--- SOURCE TEXT ---

Terraform will perform the following actions:

  # aws_instance.web_server will be created
  + resource "aws_instance" "web_server" {
      + ami           = "ami-0c55b159cbfafe1f0"
      + instance_type = "t3.micro"
      + tags          = {
          + "Environment" = "dev"
          + "ManagedBy"   = "terraform"
          + "Name"        = "dev-web-server"
        }
    }

Plan: 1 to add, 0 to change, 0 to destroy.

Module Design Guide

Modules are the primary unit of reuse. Design them well.

When to create a module:

You've written the same resource pattern more than once
A logical grouping of resources always deploys together (e.g., VPC + subnets + route tables)
You want to enforce standards (tagging, naming, security policies) across teams

Module interface design:

Keep the input surface small — expose only what callers need to customize
Use sensible defaults so modules work out of the box
Validate inputs with validation blocks to catch errors early
Output everything downstream modules or root configurations might need
Document with inline description fields and a README

Module versioning:

Use semantic versioning (MAJOR.MINOR.PATCH)
Pin module sources to specific versions or tags
Never use ref=main in production — always use a release tag

module "vpc" {
  source  = "git::https://github.com/mycompany/terraform-modules.git//networking/vpc?ref=v2.1.0"

--- GIVEN ENTRIES ---

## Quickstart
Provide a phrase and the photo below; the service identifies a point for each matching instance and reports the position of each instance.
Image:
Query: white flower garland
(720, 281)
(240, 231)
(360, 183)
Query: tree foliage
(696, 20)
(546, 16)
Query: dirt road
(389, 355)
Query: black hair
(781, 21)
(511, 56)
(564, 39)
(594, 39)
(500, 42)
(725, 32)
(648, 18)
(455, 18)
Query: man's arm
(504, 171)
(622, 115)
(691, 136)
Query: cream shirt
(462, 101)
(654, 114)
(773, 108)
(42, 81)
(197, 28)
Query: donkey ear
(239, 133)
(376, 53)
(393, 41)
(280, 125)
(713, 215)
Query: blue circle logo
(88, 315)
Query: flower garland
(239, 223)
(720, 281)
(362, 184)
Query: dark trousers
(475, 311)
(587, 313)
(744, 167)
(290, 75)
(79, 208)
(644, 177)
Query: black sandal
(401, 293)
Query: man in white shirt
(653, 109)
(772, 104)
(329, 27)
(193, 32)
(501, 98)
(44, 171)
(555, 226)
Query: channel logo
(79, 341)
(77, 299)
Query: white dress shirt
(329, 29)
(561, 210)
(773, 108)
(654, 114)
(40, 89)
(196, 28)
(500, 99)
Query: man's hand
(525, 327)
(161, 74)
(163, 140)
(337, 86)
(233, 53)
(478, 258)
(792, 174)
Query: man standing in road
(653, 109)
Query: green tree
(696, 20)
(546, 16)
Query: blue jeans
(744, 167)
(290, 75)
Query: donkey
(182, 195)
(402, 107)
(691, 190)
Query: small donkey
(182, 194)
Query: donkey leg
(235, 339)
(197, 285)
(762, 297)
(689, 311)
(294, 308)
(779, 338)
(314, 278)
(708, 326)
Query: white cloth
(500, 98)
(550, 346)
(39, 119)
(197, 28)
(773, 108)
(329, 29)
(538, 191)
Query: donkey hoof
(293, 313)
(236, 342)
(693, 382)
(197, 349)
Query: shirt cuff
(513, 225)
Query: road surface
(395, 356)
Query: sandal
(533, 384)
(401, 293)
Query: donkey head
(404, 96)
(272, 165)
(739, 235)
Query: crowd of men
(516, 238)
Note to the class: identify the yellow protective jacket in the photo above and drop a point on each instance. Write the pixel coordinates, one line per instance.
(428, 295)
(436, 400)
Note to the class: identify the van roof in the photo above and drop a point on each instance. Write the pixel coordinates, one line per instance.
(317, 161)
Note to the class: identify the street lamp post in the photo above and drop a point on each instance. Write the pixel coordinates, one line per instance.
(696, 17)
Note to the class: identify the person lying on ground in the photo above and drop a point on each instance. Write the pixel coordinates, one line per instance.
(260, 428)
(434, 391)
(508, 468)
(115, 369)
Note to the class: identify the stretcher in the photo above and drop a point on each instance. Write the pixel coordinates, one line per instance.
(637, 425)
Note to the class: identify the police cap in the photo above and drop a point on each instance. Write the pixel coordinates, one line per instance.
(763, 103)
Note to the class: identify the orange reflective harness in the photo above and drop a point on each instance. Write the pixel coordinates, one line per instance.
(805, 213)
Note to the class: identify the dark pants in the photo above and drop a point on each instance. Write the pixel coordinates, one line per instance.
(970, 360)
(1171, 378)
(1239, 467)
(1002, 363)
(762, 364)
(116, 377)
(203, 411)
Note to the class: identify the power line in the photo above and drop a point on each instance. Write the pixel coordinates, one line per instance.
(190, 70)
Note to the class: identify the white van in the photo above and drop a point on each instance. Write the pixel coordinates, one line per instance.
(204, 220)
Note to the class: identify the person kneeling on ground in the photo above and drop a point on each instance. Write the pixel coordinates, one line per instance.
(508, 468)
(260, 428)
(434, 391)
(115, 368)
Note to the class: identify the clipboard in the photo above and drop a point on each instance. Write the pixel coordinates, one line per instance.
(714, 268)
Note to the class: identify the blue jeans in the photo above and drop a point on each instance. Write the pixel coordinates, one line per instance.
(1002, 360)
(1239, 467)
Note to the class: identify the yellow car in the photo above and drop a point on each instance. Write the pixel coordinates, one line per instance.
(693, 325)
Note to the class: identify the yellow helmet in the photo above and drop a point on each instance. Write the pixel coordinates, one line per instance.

---

- TASK BRIEF -
Rewrite the Terraform text from "# aws_instance.web_server will" to "0 to destroy.", changing "t3.micro" to "t3.small". The listing is separate material with no connection to the Terraform text.

- ANSWER -
# aws_instance.web_server will be created
  + resource "aws_instance" "web_server" {
      + ami           = "ami-0c55b159cbfafe1f0"
      + instance_type = "t3.small"
      + tags          = {
          + "Environment" = "dev"
          + "ManagedBy"   = "terraform"
          + "Name"        = "dev-web-server"
        }
    }

Plan: 1 to add, 0 to change, 0 to destroy.